[[ Exercise materials, beginning ]]

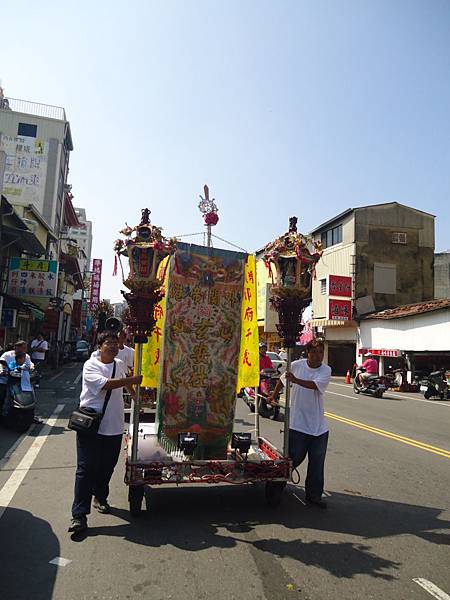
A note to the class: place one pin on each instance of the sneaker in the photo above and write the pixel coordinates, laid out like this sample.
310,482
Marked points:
316,502
78,524
102,506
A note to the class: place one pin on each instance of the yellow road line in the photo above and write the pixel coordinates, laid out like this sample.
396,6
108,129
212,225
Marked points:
392,436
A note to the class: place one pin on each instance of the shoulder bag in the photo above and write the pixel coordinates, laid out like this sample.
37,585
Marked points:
86,420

[[ Exercise materials, end ]]

Requirement — Go over the listing above and return each line with "coordinates".

Answer section —
A note to the class: place one pin on each instance of the sneaker in the photo above and write the pixel coordinates, laid out like this sample.
A note to the class: place one pin on each instance of the yellow road line in the photo above and write the pixel coordinates, laid out like this sample.
A note to the class: place one pin on each instance of the shoulder bag in the photo above and write the pixel coordinates, laid out like this sample.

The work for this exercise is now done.